▸ **Task prompt**:
Drop the pictures from the entries below, then reproduce the rest exactly.

▸ **Photo-based point labeling data**:
»»

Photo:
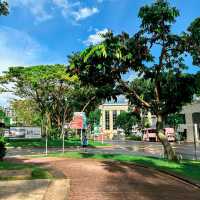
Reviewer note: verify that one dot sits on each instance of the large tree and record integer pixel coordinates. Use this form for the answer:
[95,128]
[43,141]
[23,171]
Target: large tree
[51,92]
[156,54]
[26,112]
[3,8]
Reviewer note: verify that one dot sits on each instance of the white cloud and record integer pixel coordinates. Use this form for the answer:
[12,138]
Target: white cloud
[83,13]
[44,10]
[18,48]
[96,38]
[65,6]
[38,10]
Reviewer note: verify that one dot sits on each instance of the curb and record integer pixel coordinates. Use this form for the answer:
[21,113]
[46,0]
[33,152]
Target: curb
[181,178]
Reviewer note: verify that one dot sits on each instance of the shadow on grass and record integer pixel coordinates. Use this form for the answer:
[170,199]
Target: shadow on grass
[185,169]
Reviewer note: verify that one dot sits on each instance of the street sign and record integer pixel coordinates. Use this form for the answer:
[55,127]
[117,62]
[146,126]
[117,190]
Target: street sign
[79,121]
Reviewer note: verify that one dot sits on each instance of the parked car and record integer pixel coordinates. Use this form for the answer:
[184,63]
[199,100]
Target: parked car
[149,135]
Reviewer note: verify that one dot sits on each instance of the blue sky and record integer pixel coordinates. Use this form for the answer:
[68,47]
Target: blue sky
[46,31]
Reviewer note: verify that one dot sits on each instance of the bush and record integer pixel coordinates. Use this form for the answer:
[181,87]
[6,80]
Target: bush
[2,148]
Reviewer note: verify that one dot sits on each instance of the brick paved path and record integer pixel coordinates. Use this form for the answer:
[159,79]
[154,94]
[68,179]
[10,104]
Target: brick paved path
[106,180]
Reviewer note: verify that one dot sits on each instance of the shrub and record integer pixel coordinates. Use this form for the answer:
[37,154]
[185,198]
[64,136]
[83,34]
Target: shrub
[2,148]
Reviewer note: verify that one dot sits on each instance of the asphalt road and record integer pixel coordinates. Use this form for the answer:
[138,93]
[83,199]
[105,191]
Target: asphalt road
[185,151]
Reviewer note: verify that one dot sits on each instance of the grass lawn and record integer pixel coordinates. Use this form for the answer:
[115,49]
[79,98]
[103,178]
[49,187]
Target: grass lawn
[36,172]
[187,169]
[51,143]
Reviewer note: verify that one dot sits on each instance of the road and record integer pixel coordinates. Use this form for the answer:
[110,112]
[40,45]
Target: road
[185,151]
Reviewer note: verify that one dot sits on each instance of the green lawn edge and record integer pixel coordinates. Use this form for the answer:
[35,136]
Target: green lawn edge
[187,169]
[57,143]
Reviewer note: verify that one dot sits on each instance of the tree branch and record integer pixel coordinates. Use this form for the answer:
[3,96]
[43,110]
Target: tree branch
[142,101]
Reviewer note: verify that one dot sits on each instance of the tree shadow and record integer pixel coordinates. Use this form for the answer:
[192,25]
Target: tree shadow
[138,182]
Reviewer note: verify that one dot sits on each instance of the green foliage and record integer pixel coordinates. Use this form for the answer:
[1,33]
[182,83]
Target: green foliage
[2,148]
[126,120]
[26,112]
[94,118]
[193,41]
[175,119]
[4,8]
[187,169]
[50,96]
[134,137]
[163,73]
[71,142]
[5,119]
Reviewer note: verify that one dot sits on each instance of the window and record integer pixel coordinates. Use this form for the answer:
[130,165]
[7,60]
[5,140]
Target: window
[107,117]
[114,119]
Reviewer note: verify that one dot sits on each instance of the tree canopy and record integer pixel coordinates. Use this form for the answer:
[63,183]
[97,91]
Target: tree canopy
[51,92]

««

▸ **Full output**:
Photo:
Reviewer note: verify that one dot sits on each instance of the large tree and record integer pixel coordinates. Use this form for the answer:
[95,128]
[43,141]
[23,171]
Target: large tree
[51,92]
[156,54]
[26,112]
[3,8]
Reviewer note: verify that one dot sits on each instance of the white cloud and record integer pixel coordinates. Use this form for the answer:
[12,138]
Target: white cloud
[83,13]
[44,10]
[18,48]
[96,38]
[65,6]
[38,10]
Reviewer note: verify that one dot sits on each instance of the curb and record integer pixel coordinates. Use this form for the answer:
[21,113]
[46,0]
[33,152]
Target: curb
[181,178]
Reviewer note: verify that one dot sits on each instance of the shadow on grass and record integer pixel coordinates. Use this form for the answer:
[170,199]
Target: shadow on grass
[185,169]
Reviewer note: verify that one dot sits on each instance of the street sign and record integer pixel coordinates. Use this form for the answer:
[55,127]
[117,62]
[146,126]
[117,190]
Target: street sign
[79,121]
Reviewer note: verify that one dot sits on each instance of the parked car and record integer pixel coordinates. Use this form for the answer:
[184,63]
[199,100]
Target: parked car
[149,135]
Reviewer note: verify that one dot sits on each instance of the blue sky and record integer pixel coordinates. Use this form for the answer:
[68,47]
Target: blue sky
[46,31]
Reviewer note: verify that one dot sits on each instance of the bush and record integer pixel coordinates. Use this form for the answer:
[181,87]
[6,80]
Target: bush
[2,148]
Reviewer note: verify that one dot sits on each instance of the brick paved path and record integer pixel coordinates. Use this form for the answer:
[159,79]
[154,94]
[68,179]
[10,104]
Target: brick paved path
[106,180]
Reviewer note: verify that one dot sits on each instance of the shrub and record integer pixel coordinates. Use this form for the answer:
[37,154]
[185,198]
[64,136]
[83,34]
Target: shrub
[2,148]
Reviewer note: verify that one dot sits on each instance of the asphalt road and record integer pixel coordinates. Use this form for the answer:
[138,93]
[83,199]
[105,191]
Target: asphalt road
[185,151]
Reviewer note: verify that one dot sits on each instance of the grass lawn and record integer pixel coordinates. Use this form for the answer:
[115,49]
[79,98]
[103,178]
[49,187]
Target: grass lawn
[36,172]
[187,169]
[51,143]
Reviewer note: verify that one dot sits on each instance of the road and record integer pixel coordinates. Use this form for the answer:
[110,112]
[40,45]
Target: road
[185,151]
Reviewer note: verify that one dot sits on each instance of the green lawn edge and record integer pixel coordinates. Use this form for the answer:
[35,136]
Target: green lawn edge
[187,169]
[57,143]
Reviewer note: verify that one dot sits on each instance of the tree branch and record integer pixel coordinates. Use this form for the answer:
[3,96]
[43,110]
Target: tree branch
[142,101]
Reviewer note: verify that one dot sits on each instance of the tree shadow and record integer pixel coordinates. Use this form for the answer:
[192,25]
Target: tree shadow
[138,182]
Reviewer note: verify that one dot sits on each instance of the green foliage and record integer pixel coordinates. Use this form for the answer:
[1,33]
[182,83]
Target: green foliage
[2,148]
[126,120]
[26,112]
[94,118]
[193,41]
[175,119]
[4,8]
[187,169]
[50,96]
[134,137]
[163,73]
[71,142]
[5,119]
Reviewer note: verify that one dot sits on each instance of the window and record integer pixel coordinates. Use this form for the answer:
[130,165]
[7,60]
[5,140]
Target: window
[107,117]
[114,119]
Reviewer note: verify that one dot sits on each instance of the tree canopy and record integer pixel coordinates. Use this form for the answer:
[63,183]
[97,91]
Target: tree canopy
[51,92]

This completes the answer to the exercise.